▶ **What is being asked**: Search the entries for the line containing "Greenhouse-scouting request: tag the tower wall". Repeat it, then every line after it, exactly through the final line.

▶ **Exercise input**:
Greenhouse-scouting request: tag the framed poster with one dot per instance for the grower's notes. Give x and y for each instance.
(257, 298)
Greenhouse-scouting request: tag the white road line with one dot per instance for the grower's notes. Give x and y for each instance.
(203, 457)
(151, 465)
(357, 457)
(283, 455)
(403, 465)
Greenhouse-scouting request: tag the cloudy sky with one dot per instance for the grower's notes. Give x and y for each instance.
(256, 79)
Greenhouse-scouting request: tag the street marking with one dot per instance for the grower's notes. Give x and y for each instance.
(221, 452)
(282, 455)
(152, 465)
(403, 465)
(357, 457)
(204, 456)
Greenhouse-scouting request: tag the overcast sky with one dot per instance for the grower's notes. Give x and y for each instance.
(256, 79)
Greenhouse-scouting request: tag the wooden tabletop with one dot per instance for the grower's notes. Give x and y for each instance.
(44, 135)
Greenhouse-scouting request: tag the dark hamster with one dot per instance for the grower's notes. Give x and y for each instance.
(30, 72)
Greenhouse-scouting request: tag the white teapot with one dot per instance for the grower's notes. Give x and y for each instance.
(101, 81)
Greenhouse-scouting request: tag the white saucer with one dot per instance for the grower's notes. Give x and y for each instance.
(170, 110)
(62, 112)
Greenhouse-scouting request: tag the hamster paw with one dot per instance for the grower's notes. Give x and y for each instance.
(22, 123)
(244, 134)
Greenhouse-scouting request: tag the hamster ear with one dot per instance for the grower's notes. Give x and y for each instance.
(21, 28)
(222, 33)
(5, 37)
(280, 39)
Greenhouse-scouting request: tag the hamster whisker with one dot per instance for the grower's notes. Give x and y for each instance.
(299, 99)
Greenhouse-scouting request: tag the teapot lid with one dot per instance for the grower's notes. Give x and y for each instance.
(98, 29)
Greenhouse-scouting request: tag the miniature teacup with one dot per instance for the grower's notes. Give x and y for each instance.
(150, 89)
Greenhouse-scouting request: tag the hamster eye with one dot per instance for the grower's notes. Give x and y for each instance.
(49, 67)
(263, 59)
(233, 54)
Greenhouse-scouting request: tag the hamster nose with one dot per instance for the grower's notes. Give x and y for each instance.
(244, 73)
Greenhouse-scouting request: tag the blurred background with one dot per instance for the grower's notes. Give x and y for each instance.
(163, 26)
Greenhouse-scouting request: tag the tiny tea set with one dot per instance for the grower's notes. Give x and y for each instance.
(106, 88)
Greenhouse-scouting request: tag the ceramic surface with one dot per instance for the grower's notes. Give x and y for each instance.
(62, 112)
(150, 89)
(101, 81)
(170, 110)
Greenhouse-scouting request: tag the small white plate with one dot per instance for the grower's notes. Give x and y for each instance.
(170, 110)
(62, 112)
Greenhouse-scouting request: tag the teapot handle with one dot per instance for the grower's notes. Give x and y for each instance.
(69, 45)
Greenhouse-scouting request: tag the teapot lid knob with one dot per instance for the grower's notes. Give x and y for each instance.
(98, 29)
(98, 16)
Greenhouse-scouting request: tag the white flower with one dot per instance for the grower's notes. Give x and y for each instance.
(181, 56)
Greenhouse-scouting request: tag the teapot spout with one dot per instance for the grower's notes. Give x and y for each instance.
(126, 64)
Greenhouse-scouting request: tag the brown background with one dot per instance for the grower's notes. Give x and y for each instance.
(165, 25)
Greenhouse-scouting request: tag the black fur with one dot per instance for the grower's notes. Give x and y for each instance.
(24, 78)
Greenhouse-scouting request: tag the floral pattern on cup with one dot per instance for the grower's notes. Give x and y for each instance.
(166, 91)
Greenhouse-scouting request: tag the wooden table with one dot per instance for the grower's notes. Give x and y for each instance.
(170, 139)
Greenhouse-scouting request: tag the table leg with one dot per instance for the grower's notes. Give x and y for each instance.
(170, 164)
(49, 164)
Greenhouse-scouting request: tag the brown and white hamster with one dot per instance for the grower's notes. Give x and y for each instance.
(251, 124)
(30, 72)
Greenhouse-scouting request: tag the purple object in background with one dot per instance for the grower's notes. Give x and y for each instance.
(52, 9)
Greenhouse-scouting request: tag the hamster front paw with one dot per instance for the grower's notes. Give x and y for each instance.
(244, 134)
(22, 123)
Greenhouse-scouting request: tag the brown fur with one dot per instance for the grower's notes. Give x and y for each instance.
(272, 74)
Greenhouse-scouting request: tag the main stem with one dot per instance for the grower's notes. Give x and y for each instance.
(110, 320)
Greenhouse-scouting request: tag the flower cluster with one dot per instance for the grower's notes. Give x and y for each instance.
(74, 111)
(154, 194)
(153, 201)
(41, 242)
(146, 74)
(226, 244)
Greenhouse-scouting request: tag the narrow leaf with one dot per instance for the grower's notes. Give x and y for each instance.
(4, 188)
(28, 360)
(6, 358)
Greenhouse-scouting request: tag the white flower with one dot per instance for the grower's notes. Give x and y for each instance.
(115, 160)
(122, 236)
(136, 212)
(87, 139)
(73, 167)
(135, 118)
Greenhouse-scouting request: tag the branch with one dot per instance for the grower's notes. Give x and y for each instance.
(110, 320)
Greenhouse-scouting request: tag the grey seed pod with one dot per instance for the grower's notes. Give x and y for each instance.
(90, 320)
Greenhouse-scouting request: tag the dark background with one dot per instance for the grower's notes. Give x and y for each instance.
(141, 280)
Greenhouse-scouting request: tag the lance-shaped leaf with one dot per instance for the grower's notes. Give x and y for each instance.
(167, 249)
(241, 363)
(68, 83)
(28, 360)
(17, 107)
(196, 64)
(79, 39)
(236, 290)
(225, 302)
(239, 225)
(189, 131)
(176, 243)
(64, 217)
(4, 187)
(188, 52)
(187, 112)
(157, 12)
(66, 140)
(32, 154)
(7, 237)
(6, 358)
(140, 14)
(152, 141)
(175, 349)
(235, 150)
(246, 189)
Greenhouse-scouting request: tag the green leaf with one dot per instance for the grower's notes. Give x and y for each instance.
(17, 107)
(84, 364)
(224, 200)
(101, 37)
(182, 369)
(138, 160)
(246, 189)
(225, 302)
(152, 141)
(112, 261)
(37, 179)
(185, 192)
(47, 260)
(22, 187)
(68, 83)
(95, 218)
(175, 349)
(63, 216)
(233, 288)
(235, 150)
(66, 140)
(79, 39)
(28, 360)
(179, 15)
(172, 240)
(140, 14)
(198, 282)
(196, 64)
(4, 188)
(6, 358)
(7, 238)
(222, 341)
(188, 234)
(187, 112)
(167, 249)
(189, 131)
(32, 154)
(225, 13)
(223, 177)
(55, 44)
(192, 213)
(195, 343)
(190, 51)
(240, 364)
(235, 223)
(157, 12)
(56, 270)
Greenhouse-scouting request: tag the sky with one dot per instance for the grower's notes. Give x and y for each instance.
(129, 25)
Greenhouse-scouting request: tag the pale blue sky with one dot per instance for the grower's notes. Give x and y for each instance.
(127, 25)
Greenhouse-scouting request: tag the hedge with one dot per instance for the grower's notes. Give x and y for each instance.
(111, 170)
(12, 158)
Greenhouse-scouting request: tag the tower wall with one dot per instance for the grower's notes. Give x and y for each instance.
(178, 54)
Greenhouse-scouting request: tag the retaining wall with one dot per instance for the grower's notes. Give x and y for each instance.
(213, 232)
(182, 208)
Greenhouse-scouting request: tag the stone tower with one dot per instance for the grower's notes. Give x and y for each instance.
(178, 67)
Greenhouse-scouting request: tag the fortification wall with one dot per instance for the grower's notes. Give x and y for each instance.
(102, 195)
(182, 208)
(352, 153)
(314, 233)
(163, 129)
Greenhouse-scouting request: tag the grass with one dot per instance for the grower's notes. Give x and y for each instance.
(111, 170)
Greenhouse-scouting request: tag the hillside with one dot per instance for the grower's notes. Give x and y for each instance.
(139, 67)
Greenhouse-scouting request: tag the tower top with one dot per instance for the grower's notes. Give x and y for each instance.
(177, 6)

▶ **Result of this exercise**:
Greenhouse-scouting request: tag the tower wall with one dot per instance for the grower's notes. Give x and y for each instance.
(178, 54)
Greenhouse-scouting request: tag the retaining wall with one dot per instance for the grower's notes. Give x and y for each instance.
(213, 232)
(182, 208)
Greenhouse-scouting request: tag the stone tower with one dot per instance for the grower's notes. Give x and y for each instance.
(178, 67)
Greenhouse-scouting request: tag the fortification wall with one dot per instance for the grower's notes. Give x and y for each instance.
(102, 195)
(182, 208)
(352, 153)
(314, 233)
(163, 129)
Greenhouse-scouting request: tag the grass with one dot per instance for the grower's notes. Give x and y for each instance.
(111, 170)
Greenhouse-scouting request: tag the hillside with one dot per instance for the grower's notes. Give x and y for each instance.
(139, 67)
Greenhouse-scouting request: tag the tower top with one dot per instance for the grower's notes. Give x and y for each instance.
(177, 6)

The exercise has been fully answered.